*Action item:* From the line containing "I would be grateful if you could spot the sunlit" to the last line of the records, please reproduce every line exactly and nothing more.

*****

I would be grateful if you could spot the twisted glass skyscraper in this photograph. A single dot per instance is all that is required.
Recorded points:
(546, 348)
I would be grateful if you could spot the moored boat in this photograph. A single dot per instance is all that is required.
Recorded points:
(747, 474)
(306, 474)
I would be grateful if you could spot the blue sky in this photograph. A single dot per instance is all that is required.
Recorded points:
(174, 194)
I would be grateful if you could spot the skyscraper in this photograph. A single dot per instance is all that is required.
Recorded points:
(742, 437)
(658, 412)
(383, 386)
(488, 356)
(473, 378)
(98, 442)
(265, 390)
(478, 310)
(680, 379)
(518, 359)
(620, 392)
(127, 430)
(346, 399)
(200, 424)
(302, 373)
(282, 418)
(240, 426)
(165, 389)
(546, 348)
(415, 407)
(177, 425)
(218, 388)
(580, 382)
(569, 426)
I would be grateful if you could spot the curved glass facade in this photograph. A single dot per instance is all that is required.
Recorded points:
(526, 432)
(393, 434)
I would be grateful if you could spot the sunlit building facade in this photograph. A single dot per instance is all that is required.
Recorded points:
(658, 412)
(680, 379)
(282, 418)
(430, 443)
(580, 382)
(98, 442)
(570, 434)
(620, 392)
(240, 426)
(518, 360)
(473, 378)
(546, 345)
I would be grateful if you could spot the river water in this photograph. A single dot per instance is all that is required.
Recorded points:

*****

*Answer for this exercise:*
I would be grateful if you could spot the sunlit building facade in this photograph. A single dot per instance is all that is required.
Recorded points:
(658, 412)
(680, 379)
(282, 418)
(430, 443)
(580, 382)
(98, 442)
(570, 434)
(620, 392)
(240, 426)
(518, 360)
(473, 378)
(546, 345)
I would be grateful if you could spot the river water in this photograph. A single dot per instance is all that is required.
Recorded points:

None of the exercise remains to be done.